▸ **GIVEN REQUEST**: Rewrite the entries below, changing "scattered stone" to "loose rock" and leaving everything else as it is.

[Stored data entries]
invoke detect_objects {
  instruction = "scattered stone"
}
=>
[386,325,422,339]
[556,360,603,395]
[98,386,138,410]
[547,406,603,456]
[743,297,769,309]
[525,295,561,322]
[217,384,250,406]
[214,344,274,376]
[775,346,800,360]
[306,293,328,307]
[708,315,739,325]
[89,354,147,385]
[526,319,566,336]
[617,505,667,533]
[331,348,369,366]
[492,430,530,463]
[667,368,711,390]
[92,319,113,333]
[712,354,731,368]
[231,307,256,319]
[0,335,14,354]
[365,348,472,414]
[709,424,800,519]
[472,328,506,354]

▸ **RESULT BELOW**:
invoke detect_objects {
  instruction = "loose rock"
}
=>
[386,325,422,339]
[556,360,603,395]
[98,386,138,410]
[547,406,603,456]
[743,297,769,309]
[525,295,561,322]
[217,384,250,406]
[214,344,274,376]
[775,346,800,360]
[306,293,328,307]
[708,315,739,325]
[89,354,147,385]
[526,319,566,336]
[617,505,667,533]
[331,348,369,366]
[492,430,530,463]
[667,368,711,390]
[92,319,113,333]
[712,354,731,368]
[231,307,256,319]
[0,335,14,354]
[365,348,472,414]
[709,424,800,519]
[472,328,506,354]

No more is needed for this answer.